Start of Information shown

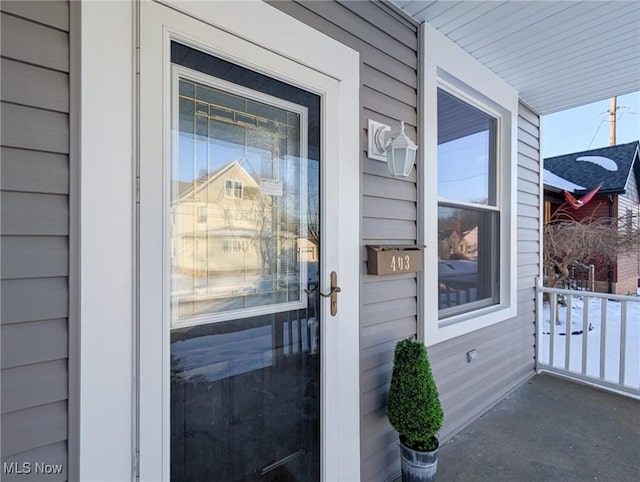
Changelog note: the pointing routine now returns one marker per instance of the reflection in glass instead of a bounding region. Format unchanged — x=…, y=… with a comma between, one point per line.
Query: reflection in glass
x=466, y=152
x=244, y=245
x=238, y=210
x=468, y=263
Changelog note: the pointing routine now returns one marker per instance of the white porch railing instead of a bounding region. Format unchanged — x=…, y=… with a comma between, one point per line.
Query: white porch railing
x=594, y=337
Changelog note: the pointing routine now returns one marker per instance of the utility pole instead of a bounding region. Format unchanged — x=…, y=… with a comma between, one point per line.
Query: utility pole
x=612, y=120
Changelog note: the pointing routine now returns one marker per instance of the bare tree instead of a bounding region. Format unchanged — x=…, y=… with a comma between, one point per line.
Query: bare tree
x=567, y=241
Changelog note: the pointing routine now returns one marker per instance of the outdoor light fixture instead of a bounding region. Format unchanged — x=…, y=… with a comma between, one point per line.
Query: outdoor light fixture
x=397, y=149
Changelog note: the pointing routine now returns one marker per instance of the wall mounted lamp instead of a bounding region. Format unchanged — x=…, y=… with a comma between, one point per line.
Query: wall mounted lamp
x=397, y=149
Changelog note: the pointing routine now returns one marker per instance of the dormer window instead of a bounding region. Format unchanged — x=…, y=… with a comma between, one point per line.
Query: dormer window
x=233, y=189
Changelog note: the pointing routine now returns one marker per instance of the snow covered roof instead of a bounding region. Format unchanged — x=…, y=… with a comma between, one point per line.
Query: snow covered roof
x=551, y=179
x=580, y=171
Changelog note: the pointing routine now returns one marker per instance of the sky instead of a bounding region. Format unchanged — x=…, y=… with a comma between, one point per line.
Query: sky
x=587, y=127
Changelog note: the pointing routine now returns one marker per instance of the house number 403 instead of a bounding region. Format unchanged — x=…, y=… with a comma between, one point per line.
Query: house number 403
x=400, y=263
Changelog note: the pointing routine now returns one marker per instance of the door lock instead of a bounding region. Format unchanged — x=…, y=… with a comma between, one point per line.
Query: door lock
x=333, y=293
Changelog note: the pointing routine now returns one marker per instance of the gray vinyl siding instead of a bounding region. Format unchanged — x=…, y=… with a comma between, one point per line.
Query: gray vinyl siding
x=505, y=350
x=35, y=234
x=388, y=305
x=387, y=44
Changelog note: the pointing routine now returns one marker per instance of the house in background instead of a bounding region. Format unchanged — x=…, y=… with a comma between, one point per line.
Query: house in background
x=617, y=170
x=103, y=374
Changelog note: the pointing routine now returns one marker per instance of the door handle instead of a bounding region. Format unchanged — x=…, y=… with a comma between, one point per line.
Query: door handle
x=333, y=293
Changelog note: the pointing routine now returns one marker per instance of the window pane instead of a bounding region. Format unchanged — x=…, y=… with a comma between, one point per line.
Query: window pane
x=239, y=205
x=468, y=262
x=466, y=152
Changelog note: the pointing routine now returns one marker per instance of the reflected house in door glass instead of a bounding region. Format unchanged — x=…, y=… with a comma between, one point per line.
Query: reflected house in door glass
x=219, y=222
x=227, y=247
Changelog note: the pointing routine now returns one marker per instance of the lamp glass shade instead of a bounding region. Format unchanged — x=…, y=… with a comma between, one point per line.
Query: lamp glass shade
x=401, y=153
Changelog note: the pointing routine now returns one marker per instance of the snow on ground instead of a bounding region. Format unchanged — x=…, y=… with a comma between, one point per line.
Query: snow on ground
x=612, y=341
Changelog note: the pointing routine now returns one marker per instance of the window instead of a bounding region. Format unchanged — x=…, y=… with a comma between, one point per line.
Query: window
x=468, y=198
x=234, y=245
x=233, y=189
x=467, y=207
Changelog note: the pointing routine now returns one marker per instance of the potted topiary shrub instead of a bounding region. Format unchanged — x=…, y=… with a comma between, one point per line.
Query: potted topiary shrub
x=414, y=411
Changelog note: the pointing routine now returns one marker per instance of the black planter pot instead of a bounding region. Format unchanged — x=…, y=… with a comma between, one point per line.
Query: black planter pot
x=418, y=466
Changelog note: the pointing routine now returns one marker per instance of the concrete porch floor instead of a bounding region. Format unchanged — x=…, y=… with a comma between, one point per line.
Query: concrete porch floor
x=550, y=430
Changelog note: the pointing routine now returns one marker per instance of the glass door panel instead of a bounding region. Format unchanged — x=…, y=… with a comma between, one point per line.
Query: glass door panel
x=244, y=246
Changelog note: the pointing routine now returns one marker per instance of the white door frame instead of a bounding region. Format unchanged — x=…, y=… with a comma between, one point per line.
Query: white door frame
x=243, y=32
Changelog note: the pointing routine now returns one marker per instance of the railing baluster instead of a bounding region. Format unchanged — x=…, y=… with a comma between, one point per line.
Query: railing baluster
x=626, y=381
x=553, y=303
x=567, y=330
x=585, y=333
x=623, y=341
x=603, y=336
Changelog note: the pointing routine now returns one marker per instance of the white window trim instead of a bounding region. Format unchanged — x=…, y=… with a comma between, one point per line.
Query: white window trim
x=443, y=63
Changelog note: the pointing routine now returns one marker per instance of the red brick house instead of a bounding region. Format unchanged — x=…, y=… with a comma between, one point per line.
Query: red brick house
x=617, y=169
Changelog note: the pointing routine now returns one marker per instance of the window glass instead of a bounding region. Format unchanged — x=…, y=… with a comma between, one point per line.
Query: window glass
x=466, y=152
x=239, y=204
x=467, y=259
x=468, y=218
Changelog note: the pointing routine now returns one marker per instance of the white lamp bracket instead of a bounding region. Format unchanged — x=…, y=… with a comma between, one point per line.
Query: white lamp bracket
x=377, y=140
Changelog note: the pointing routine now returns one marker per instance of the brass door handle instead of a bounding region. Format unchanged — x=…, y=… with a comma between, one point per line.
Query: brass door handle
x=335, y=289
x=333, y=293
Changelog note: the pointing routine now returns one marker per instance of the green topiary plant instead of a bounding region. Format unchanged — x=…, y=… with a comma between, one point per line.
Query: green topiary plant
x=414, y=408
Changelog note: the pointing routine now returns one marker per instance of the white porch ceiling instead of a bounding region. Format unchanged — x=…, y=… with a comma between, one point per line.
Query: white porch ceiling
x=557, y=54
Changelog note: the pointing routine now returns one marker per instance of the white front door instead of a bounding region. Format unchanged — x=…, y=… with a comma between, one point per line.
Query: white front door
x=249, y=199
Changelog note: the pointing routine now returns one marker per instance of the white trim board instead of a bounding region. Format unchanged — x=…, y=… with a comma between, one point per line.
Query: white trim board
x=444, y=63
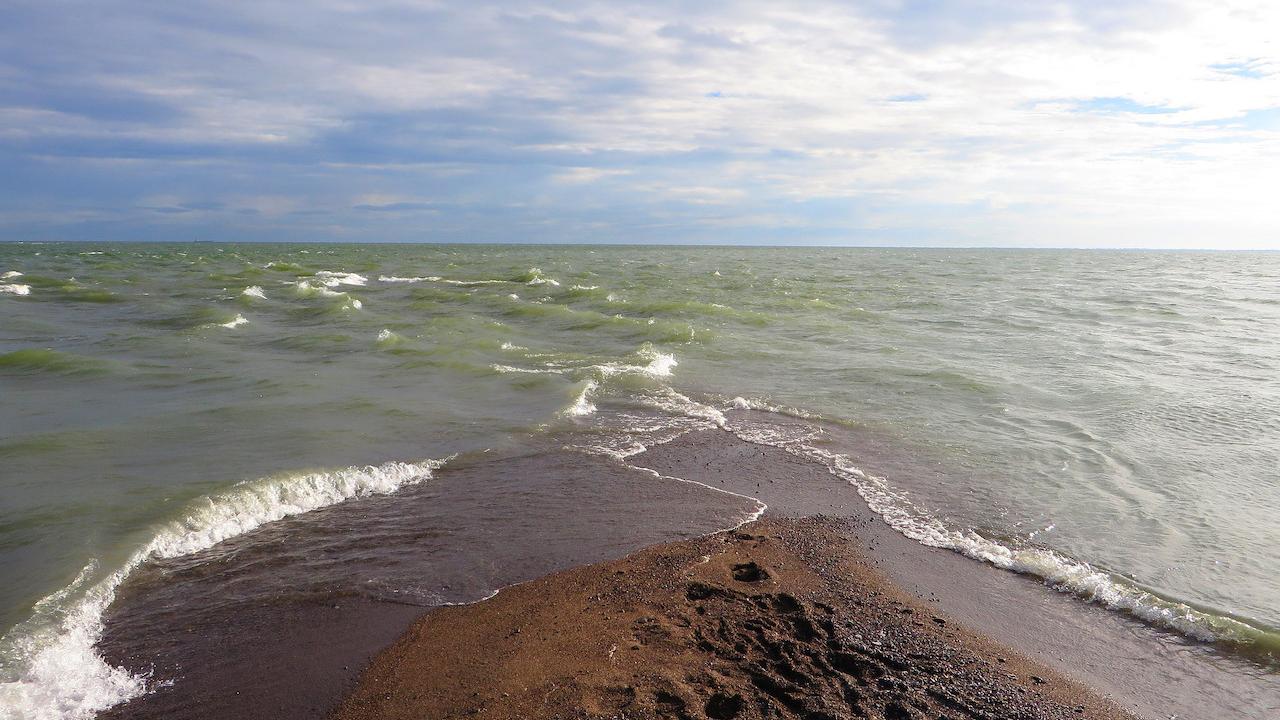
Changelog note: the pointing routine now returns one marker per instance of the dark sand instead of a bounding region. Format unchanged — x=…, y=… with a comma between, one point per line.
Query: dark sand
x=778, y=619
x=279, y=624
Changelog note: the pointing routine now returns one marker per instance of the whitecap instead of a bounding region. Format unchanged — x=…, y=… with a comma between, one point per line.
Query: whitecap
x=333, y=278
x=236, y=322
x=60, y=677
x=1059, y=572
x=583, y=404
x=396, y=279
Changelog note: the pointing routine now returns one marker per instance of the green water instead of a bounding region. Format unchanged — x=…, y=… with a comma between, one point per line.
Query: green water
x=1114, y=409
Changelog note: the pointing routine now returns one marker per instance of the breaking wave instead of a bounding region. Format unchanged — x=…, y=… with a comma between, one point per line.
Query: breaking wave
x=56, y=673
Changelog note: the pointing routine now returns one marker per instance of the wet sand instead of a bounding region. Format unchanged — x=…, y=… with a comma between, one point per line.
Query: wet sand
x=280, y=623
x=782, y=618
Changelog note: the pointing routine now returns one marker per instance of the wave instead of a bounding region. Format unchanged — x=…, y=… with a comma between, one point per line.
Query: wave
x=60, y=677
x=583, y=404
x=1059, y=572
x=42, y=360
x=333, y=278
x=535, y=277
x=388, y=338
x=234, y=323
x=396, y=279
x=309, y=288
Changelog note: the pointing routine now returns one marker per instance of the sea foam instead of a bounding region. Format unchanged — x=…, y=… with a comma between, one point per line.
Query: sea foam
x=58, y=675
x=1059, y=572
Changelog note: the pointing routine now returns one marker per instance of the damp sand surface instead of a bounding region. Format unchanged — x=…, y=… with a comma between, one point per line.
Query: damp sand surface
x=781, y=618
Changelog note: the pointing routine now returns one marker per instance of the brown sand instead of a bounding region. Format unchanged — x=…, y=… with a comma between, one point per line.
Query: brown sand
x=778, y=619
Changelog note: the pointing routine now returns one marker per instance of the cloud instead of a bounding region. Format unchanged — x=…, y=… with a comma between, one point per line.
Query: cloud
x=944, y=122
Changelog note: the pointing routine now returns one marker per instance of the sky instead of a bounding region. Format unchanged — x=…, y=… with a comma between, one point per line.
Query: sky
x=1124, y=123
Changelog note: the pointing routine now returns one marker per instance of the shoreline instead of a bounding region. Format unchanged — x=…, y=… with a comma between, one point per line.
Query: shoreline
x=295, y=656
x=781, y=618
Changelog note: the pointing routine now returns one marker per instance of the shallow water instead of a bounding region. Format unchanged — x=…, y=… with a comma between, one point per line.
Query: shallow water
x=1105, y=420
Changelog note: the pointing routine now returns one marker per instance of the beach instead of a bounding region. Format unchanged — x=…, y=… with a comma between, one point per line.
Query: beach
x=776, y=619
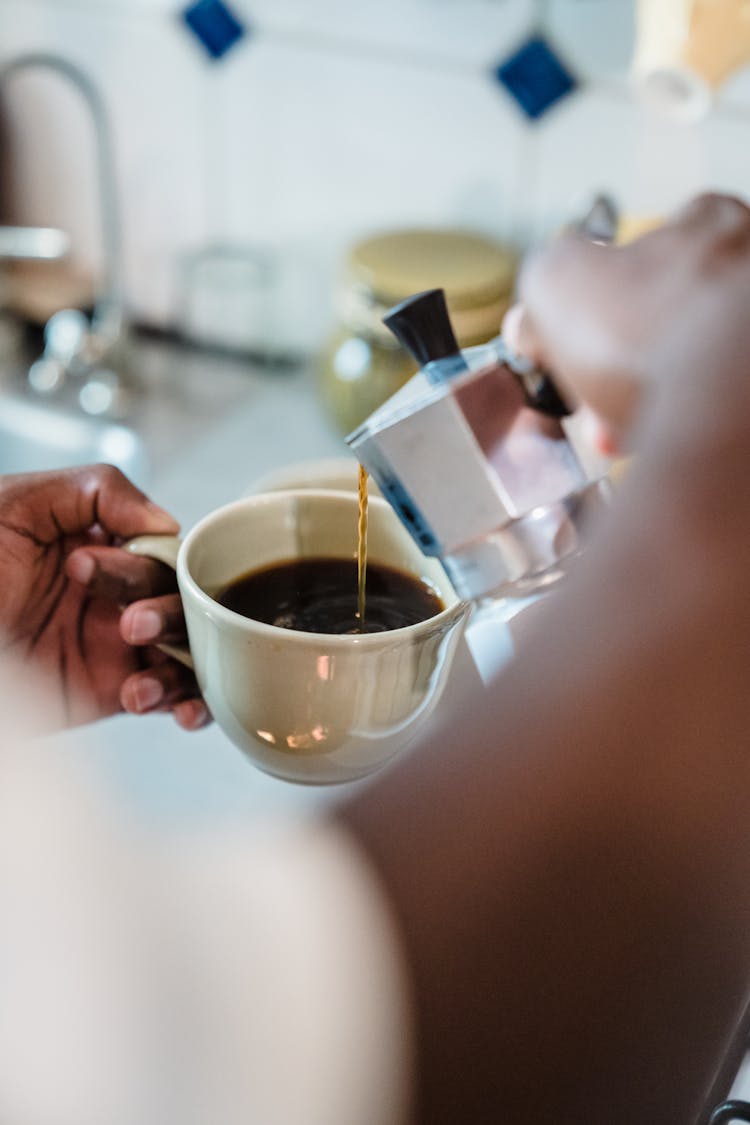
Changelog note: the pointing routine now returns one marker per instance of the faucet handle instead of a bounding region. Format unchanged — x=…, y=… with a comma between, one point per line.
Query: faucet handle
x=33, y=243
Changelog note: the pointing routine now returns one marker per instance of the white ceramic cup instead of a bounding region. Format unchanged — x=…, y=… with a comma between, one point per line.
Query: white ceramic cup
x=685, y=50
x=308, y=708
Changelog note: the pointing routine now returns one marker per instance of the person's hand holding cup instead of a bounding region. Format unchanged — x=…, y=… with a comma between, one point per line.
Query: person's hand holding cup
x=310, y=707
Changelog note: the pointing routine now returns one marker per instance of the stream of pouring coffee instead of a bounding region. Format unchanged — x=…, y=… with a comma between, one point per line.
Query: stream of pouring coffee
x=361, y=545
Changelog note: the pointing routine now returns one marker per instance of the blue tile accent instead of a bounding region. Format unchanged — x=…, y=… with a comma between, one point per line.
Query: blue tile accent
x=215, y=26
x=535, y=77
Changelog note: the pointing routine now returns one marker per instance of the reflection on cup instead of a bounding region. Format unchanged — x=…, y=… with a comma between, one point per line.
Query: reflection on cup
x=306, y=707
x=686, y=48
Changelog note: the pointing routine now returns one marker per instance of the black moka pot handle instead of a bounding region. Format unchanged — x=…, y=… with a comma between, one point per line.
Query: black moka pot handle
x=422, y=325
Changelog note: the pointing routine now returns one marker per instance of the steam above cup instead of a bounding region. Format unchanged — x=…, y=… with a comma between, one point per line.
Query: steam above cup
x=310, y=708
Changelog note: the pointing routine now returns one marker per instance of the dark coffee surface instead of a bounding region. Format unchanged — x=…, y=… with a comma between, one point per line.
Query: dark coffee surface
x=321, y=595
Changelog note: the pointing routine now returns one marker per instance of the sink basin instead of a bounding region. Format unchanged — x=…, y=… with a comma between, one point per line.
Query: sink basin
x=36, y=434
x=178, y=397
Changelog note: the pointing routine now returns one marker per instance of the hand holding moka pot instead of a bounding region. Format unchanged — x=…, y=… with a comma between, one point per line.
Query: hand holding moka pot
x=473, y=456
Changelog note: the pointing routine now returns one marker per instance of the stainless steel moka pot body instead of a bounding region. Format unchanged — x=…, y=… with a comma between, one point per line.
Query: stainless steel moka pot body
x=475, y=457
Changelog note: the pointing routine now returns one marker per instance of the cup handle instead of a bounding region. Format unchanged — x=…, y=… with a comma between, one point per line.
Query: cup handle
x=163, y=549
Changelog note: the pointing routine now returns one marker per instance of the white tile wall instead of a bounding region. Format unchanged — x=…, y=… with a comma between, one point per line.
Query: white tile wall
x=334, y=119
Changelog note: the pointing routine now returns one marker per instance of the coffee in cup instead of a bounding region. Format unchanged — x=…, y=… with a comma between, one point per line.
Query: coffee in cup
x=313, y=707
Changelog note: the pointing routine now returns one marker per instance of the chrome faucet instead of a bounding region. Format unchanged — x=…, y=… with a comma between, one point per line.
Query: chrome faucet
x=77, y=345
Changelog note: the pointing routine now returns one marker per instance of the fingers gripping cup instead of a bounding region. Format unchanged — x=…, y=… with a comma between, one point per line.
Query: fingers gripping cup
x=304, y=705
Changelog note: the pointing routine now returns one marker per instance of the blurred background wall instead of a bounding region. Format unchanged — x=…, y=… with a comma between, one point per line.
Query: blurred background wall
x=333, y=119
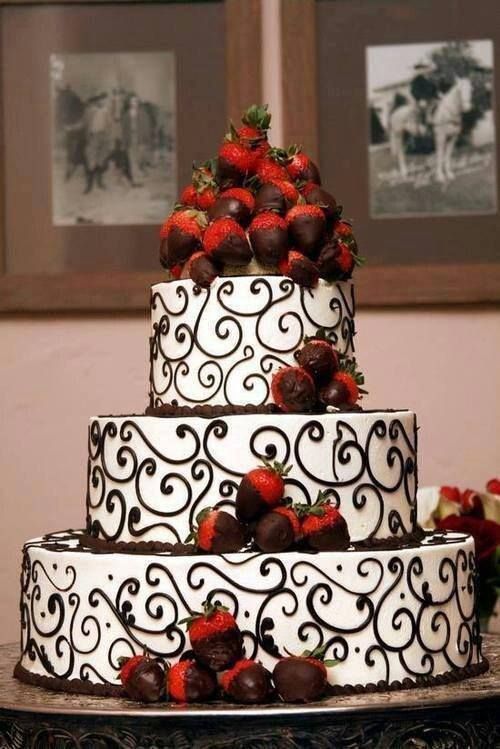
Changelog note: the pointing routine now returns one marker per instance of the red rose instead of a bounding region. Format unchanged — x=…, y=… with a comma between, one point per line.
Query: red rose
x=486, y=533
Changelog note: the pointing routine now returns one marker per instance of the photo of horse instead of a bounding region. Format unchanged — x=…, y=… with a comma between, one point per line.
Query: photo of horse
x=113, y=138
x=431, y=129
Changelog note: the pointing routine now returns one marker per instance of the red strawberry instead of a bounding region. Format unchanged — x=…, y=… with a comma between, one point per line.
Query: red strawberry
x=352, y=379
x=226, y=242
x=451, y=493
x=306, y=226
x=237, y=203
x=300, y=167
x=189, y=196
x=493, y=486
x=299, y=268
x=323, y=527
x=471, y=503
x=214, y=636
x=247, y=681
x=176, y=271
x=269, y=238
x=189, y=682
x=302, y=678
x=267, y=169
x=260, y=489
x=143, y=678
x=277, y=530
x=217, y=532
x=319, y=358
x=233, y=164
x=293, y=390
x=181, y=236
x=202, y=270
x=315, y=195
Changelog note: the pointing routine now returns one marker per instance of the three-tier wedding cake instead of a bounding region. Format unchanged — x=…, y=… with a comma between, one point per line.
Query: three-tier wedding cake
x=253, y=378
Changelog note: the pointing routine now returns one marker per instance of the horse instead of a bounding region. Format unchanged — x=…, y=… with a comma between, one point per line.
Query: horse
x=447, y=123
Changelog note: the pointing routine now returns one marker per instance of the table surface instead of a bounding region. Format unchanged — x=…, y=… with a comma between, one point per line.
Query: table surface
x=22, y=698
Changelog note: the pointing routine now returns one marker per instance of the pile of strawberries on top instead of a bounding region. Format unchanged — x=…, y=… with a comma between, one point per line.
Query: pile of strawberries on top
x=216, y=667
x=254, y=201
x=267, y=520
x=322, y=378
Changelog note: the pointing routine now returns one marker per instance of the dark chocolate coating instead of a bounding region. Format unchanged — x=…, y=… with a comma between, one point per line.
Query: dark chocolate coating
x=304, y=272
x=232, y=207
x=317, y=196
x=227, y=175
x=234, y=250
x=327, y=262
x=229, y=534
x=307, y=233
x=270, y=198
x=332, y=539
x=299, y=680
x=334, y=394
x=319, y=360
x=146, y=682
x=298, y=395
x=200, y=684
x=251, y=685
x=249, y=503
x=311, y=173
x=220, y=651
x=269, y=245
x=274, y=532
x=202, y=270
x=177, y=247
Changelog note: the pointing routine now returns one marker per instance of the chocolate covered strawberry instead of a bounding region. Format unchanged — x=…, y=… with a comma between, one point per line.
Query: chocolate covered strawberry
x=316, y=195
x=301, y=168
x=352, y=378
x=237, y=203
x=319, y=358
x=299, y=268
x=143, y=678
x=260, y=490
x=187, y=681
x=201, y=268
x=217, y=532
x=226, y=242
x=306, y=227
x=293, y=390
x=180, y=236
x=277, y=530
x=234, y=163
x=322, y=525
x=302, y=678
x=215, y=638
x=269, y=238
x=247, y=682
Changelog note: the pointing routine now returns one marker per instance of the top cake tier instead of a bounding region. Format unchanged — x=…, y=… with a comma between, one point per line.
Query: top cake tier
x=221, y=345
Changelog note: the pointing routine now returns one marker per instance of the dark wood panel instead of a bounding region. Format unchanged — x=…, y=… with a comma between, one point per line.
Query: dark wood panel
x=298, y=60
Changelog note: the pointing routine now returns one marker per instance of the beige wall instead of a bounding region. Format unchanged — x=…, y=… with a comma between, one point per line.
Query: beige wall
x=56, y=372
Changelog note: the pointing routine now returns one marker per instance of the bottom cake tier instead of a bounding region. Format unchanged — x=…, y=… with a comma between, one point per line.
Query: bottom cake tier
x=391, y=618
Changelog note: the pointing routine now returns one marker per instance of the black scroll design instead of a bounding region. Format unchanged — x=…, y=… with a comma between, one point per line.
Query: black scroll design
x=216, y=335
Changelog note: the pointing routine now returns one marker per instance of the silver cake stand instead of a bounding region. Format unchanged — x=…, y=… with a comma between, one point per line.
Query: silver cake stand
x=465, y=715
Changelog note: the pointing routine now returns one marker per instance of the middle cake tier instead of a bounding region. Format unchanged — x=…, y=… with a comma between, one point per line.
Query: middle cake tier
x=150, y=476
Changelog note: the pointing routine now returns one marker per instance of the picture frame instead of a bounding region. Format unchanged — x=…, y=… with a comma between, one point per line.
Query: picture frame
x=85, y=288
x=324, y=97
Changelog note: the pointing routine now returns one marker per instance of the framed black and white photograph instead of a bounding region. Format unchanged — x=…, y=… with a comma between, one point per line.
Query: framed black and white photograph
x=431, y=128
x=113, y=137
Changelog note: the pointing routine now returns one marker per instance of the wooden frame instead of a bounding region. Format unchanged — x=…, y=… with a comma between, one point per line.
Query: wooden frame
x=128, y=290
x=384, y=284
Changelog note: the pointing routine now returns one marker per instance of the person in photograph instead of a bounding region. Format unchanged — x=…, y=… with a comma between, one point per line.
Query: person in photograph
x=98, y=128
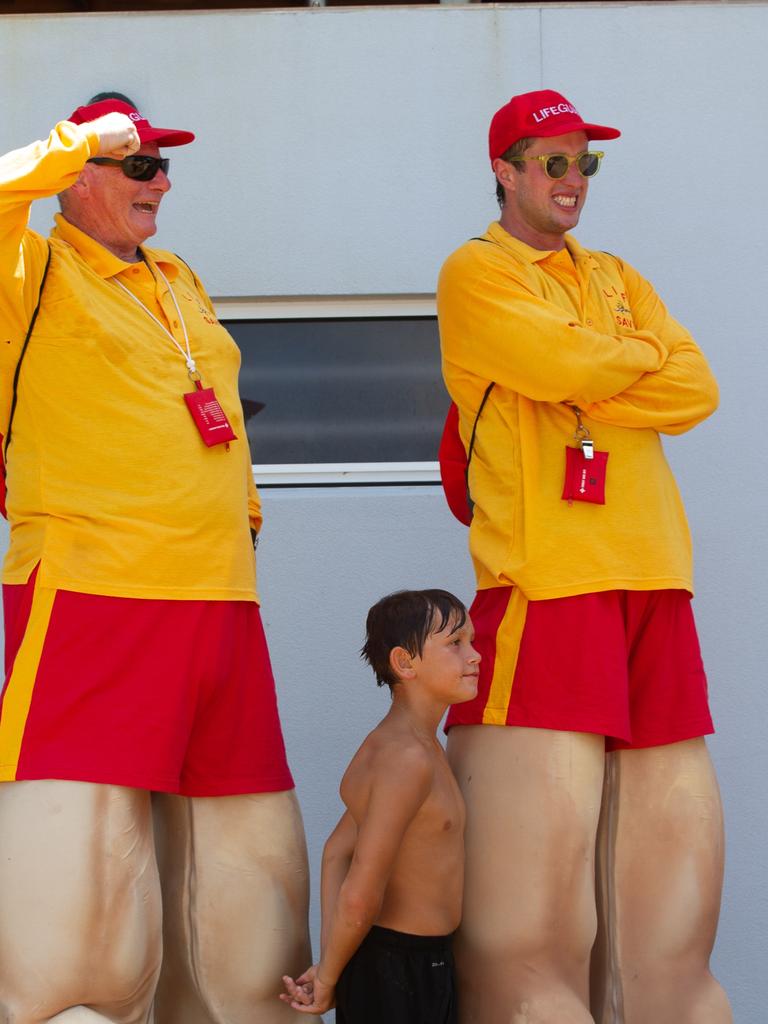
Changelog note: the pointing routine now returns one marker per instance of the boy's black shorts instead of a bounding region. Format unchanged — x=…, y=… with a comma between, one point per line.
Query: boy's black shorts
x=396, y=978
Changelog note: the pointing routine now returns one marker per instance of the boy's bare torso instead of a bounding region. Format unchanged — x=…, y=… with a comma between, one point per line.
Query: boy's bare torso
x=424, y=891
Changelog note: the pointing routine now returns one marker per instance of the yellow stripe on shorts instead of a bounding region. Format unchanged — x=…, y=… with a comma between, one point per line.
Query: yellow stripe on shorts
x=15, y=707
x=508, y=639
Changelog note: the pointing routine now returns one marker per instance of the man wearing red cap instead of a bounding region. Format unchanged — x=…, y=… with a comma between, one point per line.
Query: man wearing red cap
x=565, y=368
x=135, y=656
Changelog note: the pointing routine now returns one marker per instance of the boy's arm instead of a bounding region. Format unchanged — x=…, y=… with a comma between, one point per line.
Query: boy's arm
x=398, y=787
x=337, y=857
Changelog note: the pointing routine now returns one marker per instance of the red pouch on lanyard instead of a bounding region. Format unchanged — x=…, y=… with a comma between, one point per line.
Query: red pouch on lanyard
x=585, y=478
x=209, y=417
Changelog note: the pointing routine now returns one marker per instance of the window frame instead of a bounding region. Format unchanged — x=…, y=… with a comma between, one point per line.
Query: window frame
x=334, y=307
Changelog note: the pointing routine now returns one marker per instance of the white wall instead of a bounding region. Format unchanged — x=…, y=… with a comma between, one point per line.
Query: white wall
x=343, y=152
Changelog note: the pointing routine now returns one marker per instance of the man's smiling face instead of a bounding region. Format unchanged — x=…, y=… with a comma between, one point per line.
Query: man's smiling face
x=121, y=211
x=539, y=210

End of Information shown

Required action — Leave out the pictures and restate, word for word, the lines from the top of the data through the line containing "of the wall", both included.

Output of the exercise —
Changelog note: the pointing routine now returns one marker per instance of the reflection in glass instead of a bounding region. Format unchanged — x=…, y=… with a comma between, one point per line.
Query: reflection in glass
x=466, y=152
x=244, y=245
x=238, y=210
x=468, y=263
Changelog note: the pointing routine now returns one marker per instance of the white porch railing instead of a bounding region. Format unchanged — x=…, y=… with a comma between, one point per line.
Query: white porch railing
x=594, y=337
Changelog note: the pointing routine now returns one marker per instance of the utility pole instead of a bounding region. Format unchanged — x=…, y=… with a comma between, one point per line.
Query: utility pole
x=612, y=120
Changelog note: the pointing routine now returns one marker per instance of the bare tree instead of a bounding region. Format unchanged — x=…, y=… with a comma between, one point per line.
Query: bare tree
x=567, y=241
Changelog note: the pointing routine now returns one marker per instance of the outdoor light fixture instead of a bounding region. Format unchanged — x=…, y=… with a comma between, one point per line.
Query: outdoor light fixture
x=397, y=149
Changelog note: the pointing routine now returns one marker per instance of the wall mounted lamp instead of a bounding region. Format unchanged — x=…, y=… with a comma between, one point per line.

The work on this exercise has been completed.